# Objective
Gather every line in the items below that contains the string "mask". Case matters.

# Given records
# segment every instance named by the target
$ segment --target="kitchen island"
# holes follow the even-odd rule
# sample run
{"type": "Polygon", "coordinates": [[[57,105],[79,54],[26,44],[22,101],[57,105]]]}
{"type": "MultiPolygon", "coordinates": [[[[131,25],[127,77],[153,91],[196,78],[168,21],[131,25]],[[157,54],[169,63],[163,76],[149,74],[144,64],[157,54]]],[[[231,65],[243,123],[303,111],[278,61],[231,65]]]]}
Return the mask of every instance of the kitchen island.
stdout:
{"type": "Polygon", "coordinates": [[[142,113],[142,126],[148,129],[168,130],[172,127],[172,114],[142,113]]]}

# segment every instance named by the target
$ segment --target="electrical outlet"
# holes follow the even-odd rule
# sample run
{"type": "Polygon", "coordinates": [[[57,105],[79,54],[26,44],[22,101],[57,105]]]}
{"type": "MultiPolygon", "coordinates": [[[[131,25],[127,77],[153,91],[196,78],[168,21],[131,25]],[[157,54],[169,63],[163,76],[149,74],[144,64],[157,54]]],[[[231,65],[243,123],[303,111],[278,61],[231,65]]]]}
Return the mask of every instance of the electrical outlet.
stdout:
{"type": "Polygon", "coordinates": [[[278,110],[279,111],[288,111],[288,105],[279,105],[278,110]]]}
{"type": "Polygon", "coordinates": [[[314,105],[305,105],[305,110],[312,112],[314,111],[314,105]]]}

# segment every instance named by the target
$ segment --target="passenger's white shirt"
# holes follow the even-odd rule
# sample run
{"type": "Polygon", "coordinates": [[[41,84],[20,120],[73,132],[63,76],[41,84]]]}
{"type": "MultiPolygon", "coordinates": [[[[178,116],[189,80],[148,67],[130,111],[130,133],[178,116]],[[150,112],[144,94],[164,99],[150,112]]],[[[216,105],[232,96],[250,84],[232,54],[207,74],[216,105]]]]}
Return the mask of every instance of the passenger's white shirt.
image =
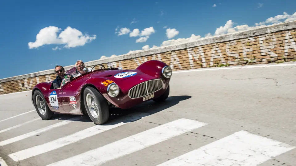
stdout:
{"type": "MultiPolygon", "coordinates": [[[[91,68],[91,67],[90,67],[88,69],[87,69],[87,72],[90,72],[90,70],[91,70],[91,69],[92,69],[92,68],[91,68]]],[[[80,73],[79,73],[79,74],[78,74],[77,76],[76,76],[76,77],[78,77],[78,76],[80,76],[80,75],[81,75],[81,74],[80,74],[80,73]]]]}

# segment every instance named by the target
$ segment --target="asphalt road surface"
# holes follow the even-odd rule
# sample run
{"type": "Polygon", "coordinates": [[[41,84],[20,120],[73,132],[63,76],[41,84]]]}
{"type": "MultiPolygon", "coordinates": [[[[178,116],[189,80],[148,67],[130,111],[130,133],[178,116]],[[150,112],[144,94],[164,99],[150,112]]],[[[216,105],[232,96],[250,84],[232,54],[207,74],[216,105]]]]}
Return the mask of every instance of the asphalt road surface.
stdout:
{"type": "Polygon", "coordinates": [[[0,164],[296,166],[296,63],[234,67],[174,73],[166,102],[113,110],[104,125],[43,121],[31,91],[0,95],[0,164]]]}

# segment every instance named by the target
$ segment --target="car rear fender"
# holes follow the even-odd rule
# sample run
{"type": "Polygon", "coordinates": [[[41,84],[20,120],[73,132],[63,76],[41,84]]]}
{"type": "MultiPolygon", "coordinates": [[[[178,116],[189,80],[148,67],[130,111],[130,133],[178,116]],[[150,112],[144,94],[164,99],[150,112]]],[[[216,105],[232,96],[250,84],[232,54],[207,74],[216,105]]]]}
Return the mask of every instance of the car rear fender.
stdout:
{"type": "Polygon", "coordinates": [[[40,91],[42,93],[43,96],[44,96],[47,104],[48,105],[49,104],[49,100],[48,99],[48,92],[50,90],[50,87],[51,85],[51,83],[41,82],[37,84],[33,88],[32,90],[31,96],[31,101],[33,105],[34,105],[34,102],[33,101],[33,96],[34,95],[34,92],[36,90],[38,90],[40,91]]]}

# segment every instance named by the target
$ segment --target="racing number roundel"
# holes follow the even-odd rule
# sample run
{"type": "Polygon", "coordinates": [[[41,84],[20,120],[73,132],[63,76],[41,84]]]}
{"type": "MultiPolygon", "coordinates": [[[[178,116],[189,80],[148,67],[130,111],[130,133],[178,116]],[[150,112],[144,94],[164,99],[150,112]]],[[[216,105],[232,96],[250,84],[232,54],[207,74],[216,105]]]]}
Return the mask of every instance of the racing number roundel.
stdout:
{"type": "Polygon", "coordinates": [[[51,92],[49,95],[49,103],[51,107],[59,106],[58,96],[56,95],[56,92],[55,91],[51,92]]]}
{"type": "Polygon", "coordinates": [[[114,77],[121,78],[128,77],[137,74],[137,72],[127,72],[118,73],[114,76],[114,77]]]}

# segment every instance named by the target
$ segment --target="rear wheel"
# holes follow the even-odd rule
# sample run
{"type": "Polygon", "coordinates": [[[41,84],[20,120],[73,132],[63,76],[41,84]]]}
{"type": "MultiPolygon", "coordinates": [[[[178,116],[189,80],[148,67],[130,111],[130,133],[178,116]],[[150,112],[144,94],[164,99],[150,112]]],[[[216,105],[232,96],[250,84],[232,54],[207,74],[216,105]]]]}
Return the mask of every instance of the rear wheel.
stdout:
{"type": "Polygon", "coordinates": [[[84,105],[87,114],[96,124],[101,124],[109,118],[109,107],[106,99],[97,89],[87,87],[83,93],[84,105]]]}
{"type": "Polygon", "coordinates": [[[169,97],[169,94],[170,94],[170,85],[166,88],[166,90],[161,96],[153,100],[153,101],[155,102],[162,102],[166,100],[169,97]]]}
{"type": "Polygon", "coordinates": [[[35,108],[40,117],[43,120],[51,119],[53,116],[53,112],[49,109],[42,93],[36,90],[34,92],[33,99],[35,108]]]}

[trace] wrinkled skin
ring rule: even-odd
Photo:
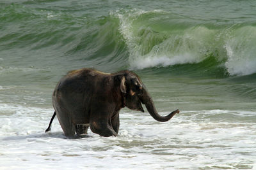
[[[70,71],[57,84],[52,95],[55,115],[66,136],[92,131],[102,136],[116,136],[119,129],[119,111],[125,106],[144,112],[141,103],[156,120],[166,122],[179,110],[165,117],[156,111],[145,85],[135,73],[122,71],[114,74],[92,69]]]

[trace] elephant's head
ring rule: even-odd
[[[135,73],[127,71],[121,78],[121,92],[124,94],[124,104],[129,109],[144,112],[141,103],[146,106],[150,115],[156,120],[166,122],[169,120],[179,110],[167,116],[159,115],[156,110],[153,100],[140,78]]]

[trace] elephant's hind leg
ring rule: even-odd
[[[68,138],[72,138],[75,136],[76,127],[68,115],[67,113],[62,112],[61,115],[58,117],[58,118],[65,135]]]

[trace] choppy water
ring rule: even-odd
[[[1,1],[0,169],[256,169],[254,1]],[[52,90],[70,70],[138,73],[161,115],[67,139]]]

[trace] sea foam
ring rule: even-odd
[[[196,64],[213,56],[224,63],[231,76],[256,73],[255,27],[186,26],[175,23],[166,24],[163,28],[156,27],[157,22],[163,24],[161,17],[168,13],[140,10],[115,13],[129,51],[131,69]]]

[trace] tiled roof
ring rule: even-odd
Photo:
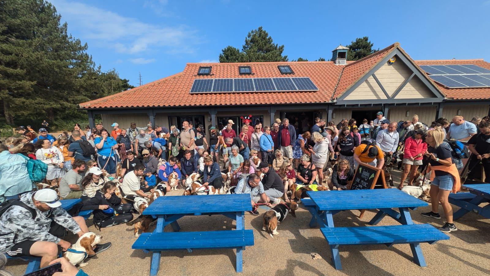
[[[289,65],[292,75],[282,75],[278,65]],[[197,74],[199,66],[212,66],[210,75]],[[239,66],[249,66],[253,75],[240,75]],[[330,101],[343,66],[331,61],[188,63],[183,72],[86,103],[83,108],[228,106],[326,103]],[[314,92],[244,92],[191,94],[195,79],[308,77],[318,87]]]
[[[418,65],[436,65],[450,64],[474,64],[490,69],[490,63],[483,59],[448,59],[436,60],[416,60]],[[490,99],[490,88],[448,88],[435,83],[447,99],[454,100],[479,100]]]
[[[188,63],[184,71],[146,84],[80,104],[82,108],[169,107],[328,103],[334,101],[395,49],[397,42],[364,58],[336,65],[331,61]],[[407,55],[407,56],[410,58]],[[490,69],[483,59],[416,60],[416,65],[471,64]],[[278,65],[289,65],[293,75],[282,75]],[[199,66],[212,66],[210,75],[198,75]],[[249,66],[252,75],[240,75],[239,66]],[[308,77],[318,87],[313,92],[191,94],[195,79]],[[450,99],[490,99],[490,88],[444,88],[434,83]]]
[[[345,65],[343,71],[342,71],[342,76],[340,78],[339,84],[332,95],[332,100],[338,98],[339,96],[343,94],[346,90],[374,67],[374,65],[399,46],[400,44],[396,42],[372,55]]]

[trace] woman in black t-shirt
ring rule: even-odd
[[[422,216],[440,219],[439,213],[439,203],[444,210],[447,222],[440,230],[444,233],[456,231],[458,228],[453,223],[453,210],[448,197],[453,186],[459,184],[459,175],[456,165],[451,158],[451,151],[445,146],[441,145],[444,141],[444,132],[439,128],[427,131],[425,141],[428,144],[427,152],[424,155],[429,159],[431,170],[435,175],[430,187],[430,197],[432,202],[432,211],[422,213]],[[425,173],[425,171],[423,172]],[[457,186],[455,190],[459,190]]]

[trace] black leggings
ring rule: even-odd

# Answer to the problem
Return the mask of every instance of the kitchen island.
Return the mask of every instance of the electrical outlet.
Return the mask of every instance of the passenger's white shirt.
Return the mask of every instance of the asphalt road surface.
Return the mask of every instance of the car rear fender.
Return the mask of every instance of the racing number roundel.
Return the mask of every instance of the rear wheel.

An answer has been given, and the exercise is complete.